__DIRECTIONS__:
Turn every line of the items below into a numbered list, leaving out any blank lines.

___

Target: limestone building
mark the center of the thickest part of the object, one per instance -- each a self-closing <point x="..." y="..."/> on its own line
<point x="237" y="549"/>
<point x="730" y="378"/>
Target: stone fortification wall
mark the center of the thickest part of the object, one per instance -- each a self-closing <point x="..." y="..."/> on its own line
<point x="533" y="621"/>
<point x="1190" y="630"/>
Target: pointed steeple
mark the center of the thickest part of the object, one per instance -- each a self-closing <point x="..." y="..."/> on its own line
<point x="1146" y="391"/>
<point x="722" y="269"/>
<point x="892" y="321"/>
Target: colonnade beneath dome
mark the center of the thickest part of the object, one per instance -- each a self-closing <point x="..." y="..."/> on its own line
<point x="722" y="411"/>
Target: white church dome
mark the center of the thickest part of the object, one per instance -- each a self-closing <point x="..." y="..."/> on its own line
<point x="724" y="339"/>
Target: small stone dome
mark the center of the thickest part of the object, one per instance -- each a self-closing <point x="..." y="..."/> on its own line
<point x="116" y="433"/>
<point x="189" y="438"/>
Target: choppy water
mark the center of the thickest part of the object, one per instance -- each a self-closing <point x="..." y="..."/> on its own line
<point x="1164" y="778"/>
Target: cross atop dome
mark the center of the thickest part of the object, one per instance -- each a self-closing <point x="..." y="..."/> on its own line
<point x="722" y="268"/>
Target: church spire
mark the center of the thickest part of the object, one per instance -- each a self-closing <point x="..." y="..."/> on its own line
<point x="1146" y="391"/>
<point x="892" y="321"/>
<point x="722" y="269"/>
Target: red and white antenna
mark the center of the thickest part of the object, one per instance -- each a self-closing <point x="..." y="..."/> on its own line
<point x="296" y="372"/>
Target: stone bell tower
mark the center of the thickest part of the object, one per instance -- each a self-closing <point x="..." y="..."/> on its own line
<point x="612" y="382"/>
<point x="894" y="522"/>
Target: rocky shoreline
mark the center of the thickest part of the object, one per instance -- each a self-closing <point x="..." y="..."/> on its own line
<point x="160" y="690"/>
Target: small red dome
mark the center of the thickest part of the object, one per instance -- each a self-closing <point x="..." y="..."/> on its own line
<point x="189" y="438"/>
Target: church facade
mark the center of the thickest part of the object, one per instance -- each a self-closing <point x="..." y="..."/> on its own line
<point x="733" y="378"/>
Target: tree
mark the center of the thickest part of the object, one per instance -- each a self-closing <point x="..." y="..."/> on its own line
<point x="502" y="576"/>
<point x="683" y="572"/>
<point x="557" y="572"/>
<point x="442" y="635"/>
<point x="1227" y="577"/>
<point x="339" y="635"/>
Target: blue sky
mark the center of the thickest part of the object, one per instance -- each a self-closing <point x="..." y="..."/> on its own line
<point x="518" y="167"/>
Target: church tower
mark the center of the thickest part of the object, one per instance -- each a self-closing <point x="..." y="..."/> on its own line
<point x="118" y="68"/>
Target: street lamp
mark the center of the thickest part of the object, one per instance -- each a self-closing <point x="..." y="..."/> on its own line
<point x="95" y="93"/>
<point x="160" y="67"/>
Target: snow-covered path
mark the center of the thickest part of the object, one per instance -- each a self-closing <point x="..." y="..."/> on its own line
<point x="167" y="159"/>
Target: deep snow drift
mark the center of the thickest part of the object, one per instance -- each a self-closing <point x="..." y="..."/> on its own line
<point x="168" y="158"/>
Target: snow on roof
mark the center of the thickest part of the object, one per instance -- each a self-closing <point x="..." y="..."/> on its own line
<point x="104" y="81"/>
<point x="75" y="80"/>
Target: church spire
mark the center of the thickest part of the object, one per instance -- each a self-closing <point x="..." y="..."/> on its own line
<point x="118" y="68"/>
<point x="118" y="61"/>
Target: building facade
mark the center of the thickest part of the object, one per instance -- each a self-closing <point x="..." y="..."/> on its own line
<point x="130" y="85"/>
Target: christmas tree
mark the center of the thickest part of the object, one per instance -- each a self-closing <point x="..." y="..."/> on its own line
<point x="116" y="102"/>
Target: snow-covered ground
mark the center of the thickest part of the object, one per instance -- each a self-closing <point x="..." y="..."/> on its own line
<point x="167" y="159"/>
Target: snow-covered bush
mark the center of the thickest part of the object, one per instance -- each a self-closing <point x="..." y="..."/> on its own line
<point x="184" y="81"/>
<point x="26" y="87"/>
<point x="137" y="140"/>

___

__THE OUTPUT__:
1. Target: limestone building
2. mark the center of the thickest part of the object, one per instance -- each a self-closing <point x="..." y="..."/> on its own line
3. <point x="237" y="549"/>
4. <point x="730" y="378"/>
5. Target: stone fortification wall
6. mark the center of the thickest part of the object, one per instance -- each a self-closing <point x="..." y="..."/> on its own line
7. <point x="533" y="621"/>
8. <point x="1190" y="630"/>
9. Target: pointed steeple
10. mark the center of the thickest part of the object, one per instance -- each a self-closing <point x="..." y="..."/> on its own line
11. <point x="1146" y="391"/>
12. <point x="722" y="269"/>
13. <point x="892" y="321"/>
14. Target: colonnade beneath dome
15. mark the center of the thickest part of the object, one per instance -- each a self-closing <point x="..." y="..."/> on its own line
16. <point x="722" y="411"/>
17. Target: white church dome
18. mark the center of the thickest part of the object, one per instance -- each a self-closing <point x="..." y="..."/> on its own line
19. <point x="724" y="339"/>
20. Target: small stone dome
21. mark the center of the thickest part of the object, one per instance -- each a self-closing <point x="..." y="..."/> on its own line
22. <point x="116" y="433"/>
23. <point x="189" y="438"/>
24. Target: choppy water
25. mark the center of the thickest part of the object, one per instance -- each a self-closing <point x="..." y="..."/> on its own line
26. <point x="1164" y="778"/>
27. Target: cross atop dome
28. mark the center of the thickest part of the object, one per instance -- each a self-closing <point x="..." y="..."/> on its own line
29. <point x="722" y="268"/>
30. Target: church spire
31. mark the center of the thickest part of the object, one per instance -- each a self-closing <point x="..." y="..."/> on its own line
32. <point x="1146" y="391"/>
33. <point x="892" y="321"/>
34. <point x="722" y="269"/>
35. Target: red and white antenna
36. mark the center of the thickest part of the object, one per instance -- each a self-closing <point x="..." y="..."/> on its own line
37. <point x="296" y="372"/>
38. Target: stone bell tower
39. mark the center of the thickest part of the object, one per instance -- each a self-closing <point x="..." y="..."/> on its own line
40. <point x="612" y="382"/>
41. <point x="894" y="522"/>
42. Target: rocky shoreline
43. mark the center of the thickest part of the object, one per instance -- each a self-closing <point x="..." y="..."/> on its own line
44. <point x="160" y="690"/>
45. Target: small red dome
46. mark the center of the thickest part of the object, one per instance -- each a self-closing <point x="..." y="..."/> on its own line
47. <point x="189" y="438"/>
48. Target: church facade
49. mark the center of the thickest part of the object, one per instance -- each a self-closing <point x="..." y="..."/> on its own line
50. <point x="733" y="378"/>
51. Target: tree
52. mark the center of the thickest part of the object, one per instance -- each a self-closing <point x="..." y="..."/> on its own line
53. <point x="502" y="576"/>
54. <point x="683" y="572"/>
55. <point x="557" y="572"/>
56. <point x="442" y="635"/>
57. <point x="1227" y="577"/>
58. <point x="339" y="635"/>
59. Target: blue sky
60. mark the center of the thickest part of the object, one per instance -- each a self-closing <point x="..." y="..."/> on its own line
61. <point x="518" y="167"/>
62. Target: church tower
63. mark the center of the thickest part of the object, one per instance -- each a self-closing <point x="..." y="..."/> on its own line
64. <point x="118" y="68"/>
65. Target: street lamp
66. mark the center of the thickest part of the object, one per instance -- each a self-closing <point x="..." y="..."/> on its own line
67. <point x="95" y="93"/>
68. <point x="160" y="67"/>
69. Target: snow-covered path
70. mark the center of the thickest part of the object, one per instance -- each a self-closing <point x="..." y="..."/> on its own line
71. <point x="167" y="159"/>
72. Target: deep snow drift
73. mark the center of the thickest part of the object, one per instance -- each a self-closing <point x="..." y="..."/> on its own line
74. <point x="168" y="158"/>
75. Target: snow on roof
76. mark the center of the thickest part of the object, one per instance -- each a self-closing <point x="..." y="..."/> on its own line
77. <point x="104" y="81"/>
78. <point x="75" y="80"/>
79. Target: church spire
80. mark the center of the thickest part of the object, one per instance -- each a self-closing <point x="..." y="..."/> on its own line
81. <point x="118" y="68"/>
82. <point x="118" y="61"/>
83. Target: building facade
84. mark the center of the thickest part of the object, one per instance -- each a self-closing <point x="..." y="..."/> on its own line
85. <point x="130" y="85"/>
86. Target: christmas tree
87. mark the center of the thickest part of the object, one per instance -- each a self-closing <point x="..." y="..."/> on its own line
88. <point x="116" y="102"/>
89. Target: snow-covered ground
90. mark the center of the thickest part of the object, one per instance -- each a self-closing <point x="..." y="..."/> on its own line
91. <point x="167" y="159"/>
92. Target: snow-covered bush
93. mark the center of the thickest part of the object, one per instance -- each a self-closing <point x="..." y="..."/> on its own line
94. <point x="184" y="81"/>
95. <point x="26" y="87"/>
96. <point x="137" y="140"/>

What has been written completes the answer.